▸ **Given request**: Copy out every one of the entries below word for word.

[Entries from a pointing dataset]
begin
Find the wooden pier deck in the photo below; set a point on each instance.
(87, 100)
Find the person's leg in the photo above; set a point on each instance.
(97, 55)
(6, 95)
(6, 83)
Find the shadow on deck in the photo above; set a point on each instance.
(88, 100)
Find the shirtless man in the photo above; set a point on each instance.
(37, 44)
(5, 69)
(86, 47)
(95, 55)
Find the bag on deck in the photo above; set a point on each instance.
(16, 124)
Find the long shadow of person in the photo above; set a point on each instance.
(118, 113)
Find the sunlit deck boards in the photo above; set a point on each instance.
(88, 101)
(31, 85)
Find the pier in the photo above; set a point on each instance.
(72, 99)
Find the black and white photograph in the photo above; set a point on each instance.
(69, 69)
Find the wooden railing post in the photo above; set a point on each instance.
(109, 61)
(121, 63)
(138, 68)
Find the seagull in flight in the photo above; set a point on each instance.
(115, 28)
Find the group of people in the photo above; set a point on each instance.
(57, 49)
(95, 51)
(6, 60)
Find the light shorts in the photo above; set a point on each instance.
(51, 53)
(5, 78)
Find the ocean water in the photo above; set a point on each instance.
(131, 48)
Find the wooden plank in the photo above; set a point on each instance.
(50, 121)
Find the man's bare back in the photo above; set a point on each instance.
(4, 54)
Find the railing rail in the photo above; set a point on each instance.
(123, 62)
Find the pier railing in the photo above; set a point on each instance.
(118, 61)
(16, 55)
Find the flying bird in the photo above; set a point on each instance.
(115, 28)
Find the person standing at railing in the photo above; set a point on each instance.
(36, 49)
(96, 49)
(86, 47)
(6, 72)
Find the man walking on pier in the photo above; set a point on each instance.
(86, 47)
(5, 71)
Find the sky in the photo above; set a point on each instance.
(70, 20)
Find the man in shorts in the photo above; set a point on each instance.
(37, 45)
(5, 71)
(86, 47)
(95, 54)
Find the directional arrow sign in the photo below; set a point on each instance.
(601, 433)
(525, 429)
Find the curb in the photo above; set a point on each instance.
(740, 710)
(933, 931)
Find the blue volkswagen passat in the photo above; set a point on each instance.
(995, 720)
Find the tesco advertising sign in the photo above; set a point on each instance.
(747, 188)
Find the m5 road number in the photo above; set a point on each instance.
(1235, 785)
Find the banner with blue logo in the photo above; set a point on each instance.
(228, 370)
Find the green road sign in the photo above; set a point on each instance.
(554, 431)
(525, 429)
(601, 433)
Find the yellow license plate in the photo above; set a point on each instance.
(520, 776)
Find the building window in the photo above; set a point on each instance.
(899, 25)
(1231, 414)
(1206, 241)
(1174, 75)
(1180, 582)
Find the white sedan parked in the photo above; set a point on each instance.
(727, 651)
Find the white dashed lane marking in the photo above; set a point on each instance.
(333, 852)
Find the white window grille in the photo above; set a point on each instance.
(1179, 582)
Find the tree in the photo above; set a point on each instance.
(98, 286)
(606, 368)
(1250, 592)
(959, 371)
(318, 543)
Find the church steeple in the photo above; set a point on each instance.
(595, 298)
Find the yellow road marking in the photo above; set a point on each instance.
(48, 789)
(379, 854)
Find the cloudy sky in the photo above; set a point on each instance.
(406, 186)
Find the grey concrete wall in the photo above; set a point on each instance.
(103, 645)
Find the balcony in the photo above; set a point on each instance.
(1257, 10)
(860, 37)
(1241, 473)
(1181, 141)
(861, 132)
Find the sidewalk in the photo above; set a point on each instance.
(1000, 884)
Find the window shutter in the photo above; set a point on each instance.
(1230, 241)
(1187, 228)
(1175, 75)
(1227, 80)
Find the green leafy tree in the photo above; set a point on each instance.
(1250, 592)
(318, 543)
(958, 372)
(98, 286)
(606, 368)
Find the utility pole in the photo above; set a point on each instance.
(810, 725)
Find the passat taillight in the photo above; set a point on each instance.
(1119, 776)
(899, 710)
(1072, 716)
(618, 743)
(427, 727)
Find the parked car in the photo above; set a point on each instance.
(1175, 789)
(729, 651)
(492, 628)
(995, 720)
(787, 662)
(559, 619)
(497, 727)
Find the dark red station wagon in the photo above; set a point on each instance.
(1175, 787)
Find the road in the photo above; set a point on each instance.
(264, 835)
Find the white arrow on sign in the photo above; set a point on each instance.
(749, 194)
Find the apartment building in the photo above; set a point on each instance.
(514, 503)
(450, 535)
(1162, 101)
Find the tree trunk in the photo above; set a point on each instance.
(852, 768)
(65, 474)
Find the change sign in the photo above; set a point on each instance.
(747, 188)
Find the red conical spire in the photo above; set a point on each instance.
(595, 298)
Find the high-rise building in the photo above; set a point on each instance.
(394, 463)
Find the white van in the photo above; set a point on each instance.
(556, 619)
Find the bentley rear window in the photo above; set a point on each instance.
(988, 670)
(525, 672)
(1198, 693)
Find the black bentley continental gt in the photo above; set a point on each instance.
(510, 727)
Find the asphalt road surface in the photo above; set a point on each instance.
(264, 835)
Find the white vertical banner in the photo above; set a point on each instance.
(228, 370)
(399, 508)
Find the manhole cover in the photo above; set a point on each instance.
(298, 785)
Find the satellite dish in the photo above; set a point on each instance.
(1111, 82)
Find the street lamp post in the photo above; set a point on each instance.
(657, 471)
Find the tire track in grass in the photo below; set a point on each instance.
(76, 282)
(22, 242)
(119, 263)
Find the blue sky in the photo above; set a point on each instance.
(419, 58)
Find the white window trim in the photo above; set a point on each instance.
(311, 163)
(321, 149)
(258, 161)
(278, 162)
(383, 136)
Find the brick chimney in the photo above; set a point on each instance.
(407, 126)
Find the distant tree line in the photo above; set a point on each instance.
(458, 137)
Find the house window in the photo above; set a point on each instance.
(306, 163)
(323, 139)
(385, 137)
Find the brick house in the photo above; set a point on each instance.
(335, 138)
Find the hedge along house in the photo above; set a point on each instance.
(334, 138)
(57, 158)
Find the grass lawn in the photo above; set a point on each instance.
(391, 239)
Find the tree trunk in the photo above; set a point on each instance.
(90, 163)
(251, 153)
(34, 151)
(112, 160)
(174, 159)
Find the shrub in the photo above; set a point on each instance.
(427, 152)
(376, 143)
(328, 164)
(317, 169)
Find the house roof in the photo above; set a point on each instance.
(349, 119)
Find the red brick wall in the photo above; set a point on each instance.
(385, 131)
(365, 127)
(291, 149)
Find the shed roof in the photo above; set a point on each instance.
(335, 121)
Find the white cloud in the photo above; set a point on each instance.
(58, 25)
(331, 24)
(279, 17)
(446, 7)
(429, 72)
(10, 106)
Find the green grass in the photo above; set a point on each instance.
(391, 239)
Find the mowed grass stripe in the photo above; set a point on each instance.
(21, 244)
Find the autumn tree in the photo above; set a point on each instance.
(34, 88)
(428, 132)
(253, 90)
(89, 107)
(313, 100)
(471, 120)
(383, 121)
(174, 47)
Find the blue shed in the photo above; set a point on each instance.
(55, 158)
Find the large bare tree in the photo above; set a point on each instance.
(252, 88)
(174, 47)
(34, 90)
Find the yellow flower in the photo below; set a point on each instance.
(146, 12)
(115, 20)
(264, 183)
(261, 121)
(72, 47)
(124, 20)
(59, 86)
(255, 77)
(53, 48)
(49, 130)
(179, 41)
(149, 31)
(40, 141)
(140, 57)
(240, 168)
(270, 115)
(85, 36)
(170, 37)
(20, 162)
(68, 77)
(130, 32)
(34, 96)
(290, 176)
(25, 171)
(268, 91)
end
▸ **Task answer**:
Find the wooden pier deck in the photo below; set a point on each instance.
(87, 100)
Find the person's leg in the photo above; set a point on each instance.
(97, 55)
(6, 95)
(6, 83)
Find the shadow on deck in the photo above; set a point on each instance.
(88, 100)
Find the shirtless man in the photo above; set a point on each instance.
(37, 44)
(5, 69)
(86, 47)
(95, 55)
Find the bag on deck in the photo above; set a point on each instance.
(16, 124)
Find the long shadow of person in the photo above; set a point on each instance.
(118, 113)
Find the sunlit deck boards in the photo above; set a point on each instance.
(88, 101)
(31, 85)
Find the pier in the photo above; set a point on each instance.
(72, 99)
Find the black and white photograph in the photo above; set a point on each instance.
(69, 69)
Find the wooden railing post in the photo above; set a point on each instance.
(109, 61)
(121, 63)
(138, 68)
Find the seagull in flight in the photo above; set a point on each instance.
(115, 28)
Find the group of people in the photo above; set a point on each instance.
(57, 49)
(95, 51)
(6, 60)
Find the light shorts in the photo above; set a point on each instance.
(51, 53)
(5, 78)
Find the ocean water in the photo above; set a point on each instance.
(131, 48)
Find the wooden plank in the photo above; set a point on each instance.
(50, 121)
Find the man's bare back in the photo above; set a point on each instance.
(4, 54)
Find the railing rail in the photo above; set a point on each instance.
(123, 62)
Find the pier railing in the photo above; set a point on each instance.
(118, 61)
(16, 55)
Find the flying bird in the photo above; set a point on each instance.
(115, 28)
Find the person standing at railing in the photo above; set a point on each instance.
(36, 49)
(96, 49)
(86, 47)
(6, 72)
Find the man walking on pier in the photo above; set a point on each instance.
(86, 47)
(5, 71)
Find the sky in the photo above; set a point on each instance.
(70, 20)
Find the man in shorts in the photo above; set a point on each instance.
(37, 45)
(5, 71)
(86, 47)
(95, 54)
Find the directional arrow sign in the photo below; set a point on each instance.
(601, 433)
(525, 429)
Find the curb in the photo above; set a point on each instance.
(740, 710)
(933, 931)
Find the blue volkswagen passat in the photo above; set a point on each instance.
(995, 720)
Find the tesco advertising sign in the photo above; set a point on each instance.
(747, 188)
Find the m5 road number in the photo above; set a point on each instance.
(1235, 785)
Find the banner with blue logo in the photo above; set a point on each instance.
(228, 370)
Find the green road sign in the photo above; set a point on each instance.
(554, 431)
(525, 429)
(601, 433)
Find the yellow license plate in the photo above; set a point on each instance.
(520, 776)
Find the building window in the photo above; set a point on each instance.
(899, 25)
(1231, 414)
(1206, 241)
(1174, 75)
(1180, 582)
Find the white sedan parked in the photo above; set a point on each instance.
(727, 651)
Find the white dashed lane marking in the photo above; set a point on each instance.
(333, 852)
Find the white window grille in the photo above; set a point on each instance.
(1179, 582)
Find the tree in the photo above; set a point on each instance.
(98, 286)
(606, 368)
(1250, 592)
(959, 371)
(318, 543)
Find the church steeple in the photo above; set a point on each instance.
(595, 298)
Find the yellow road marking in the photo above; set a point on each instance.
(48, 789)
(379, 854)
Find the cloudy sky in the photo above; set a point on each instance.
(406, 186)
Find the grey concrete wall in the photo above; set a point on each instance.
(103, 645)
Find the balcony in the photo above; set a point on each instance.
(1257, 10)
(860, 37)
(1241, 473)
(1181, 141)
(861, 132)
Find the sidewalk in the photo above; set a point on each instance.
(1000, 884)
Find the window shutter in the photo above; set a point on each instance.
(1230, 241)
(1187, 228)
(1175, 75)
(1227, 80)
Find the green leafy tree in the photo above; set a point on each instance.
(1250, 592)
(318, 543)
(958, 372)
(98, 286)
(606, 368)
Find the utility pole in the photo above; set a point on each instance.
(810, 725)
Find the passat taillight in the photo above; set a point on each instance.
(1119, 776)
(899, 710)
(1072, 716)
(618, 743)
(427, 727)
Find the parked car in the photo above; set a point on each instance.
(1175, 789)
(729, 651)
(492, 628)
(995, 720)
(787, 662)
(559, 619)
(497, 727)
Find the dark red station wagon in the photo above; set a point on each instance.
(1175, 787)
Find the road in the photo above; set a point on each instance.
(264, 835)
Find the white arrow on sign in the photo above; set a point on each instance.
(749, 194)
Find the apartment building in the photo above; set a point on each instance.
(514, 503)
(450, 535)
(1162, 101)
Find the tree trunk in the photo above; set a point on each instance.
(852, 768)
(65, 474)
Find the change sign in the photo above; set a point on each instance.
(747, 188)
Find the red conical spire in the photo above; set a point on each instance.
(595, 298)
Find the high-rise building in the photo above; set a point on each instance.
(394, 463)
Find the white van in the photo above; set a point on each instance.
(556, 619)
Find the bentley rear window in the photo above; set a point on each instance.
(988, 670)
(525, 672)
(1198, 693)
Find the black bentley continental gt in the photo above; set a point on each instance.
(510, 727)
Find the asphalt road surface in the photo above; set a point on each instance.
(264, 835)
Find the white vertical banner in the photo above; set a point on each instance.
(228, 370)
(399, 508)
Find the manhole cover in the photo above; set a point on each instance.
(298, 785)
Find the satellite dish in the photo above; set a point on each instance.
(1111, 82)
Find the street lamp post in the photo above; set a point on each instance.
(657, 471)
Find the tire track in grass in the photo below; set a point on each instance.
(76, 282)
(22, 242)
(119, 263)
Find the blue sky in the photo above; set a point on each instance.
(419, 58)
Find the white window trim in the photo above; set a point on each instance.
(311, 163)
(321, 149)
(258, 161)
(278, 162)
(383, 136)
Find the brick chimney in the photo above; set a point on each instance.
(407, 126)
Find the distant tree line in the photo above; set a point on each instance.
(458, 137)
Find the house window in the photo above; set a point on each instance.
(306, 163)
(323, 139)
(385, 137)
Find the brick house in the photo above; set a point on each instance.
(335, 138)
Find the hedge along house in the photo above; set a point on each instance.
(334, 138)
(57, 158)
Find the grass lawn in the photo above; set a point on each instance.
(391, 239)
Find the tree trunk in the photo above; set a point on each instance.
(90, 163)
(251, 153)
(34, 151)
(112, 160)
(174, 159)
Find the shrub in the photo above; set a point on each instance.
(427, 152)
(376, 143)
(328, 164)
(317, 169)
Find the house roof in the photo above; set a point on each instance.
(349, 119)
Find the red brick wall in the photo above; set a point on each instance.
(385, 131)
(365, 127)
(291, 149)
Find the shed roof in the photo above; set a point on each instance.
(335, 121)
Find the white cloud in the photo above; set a point on each instance.
(58, 25)
(331, 24)
(279, 17)
(446, 7)
(429, 72)
(10, 106)
Find the green grass in the photo above; set a point on each instance.
(391, 239)
Find the mowed grass stripe in the photo above; set a point on each instance.
(21, 244)
Find the autumn tree in the photo above; set a point on each instance.
(34, 88)
(428, 132)
(253, 90)
(89, 107)
(313, 100)
(471, 120)
(383, 121)
(174, 47)
Find the blue shed in the photo above; set a point on each instance.
(55, 158)
Find the large bare tree in the photo above; set a point on each instance.
(252, 88)
(174, 47)
(34, 90)
Find the yellow flower in the photo below; set a point on each instance.
(146, 12)
(115, 20)
(264, 183)
(261, 121)
(72, 47)
(124, 20)
(59, 86)
(255, 77)
(53, 48)
(49, 130)
(179, 41)
(149, 31)
(40, 141)
(140, 57)
(240, 168)
(270, 115)
(85, 36)
(170, 37)
(20, 162)
(68, 77)
(130, 32)
(34, 96)
(290, 176)
(25, 171)
(268, 91)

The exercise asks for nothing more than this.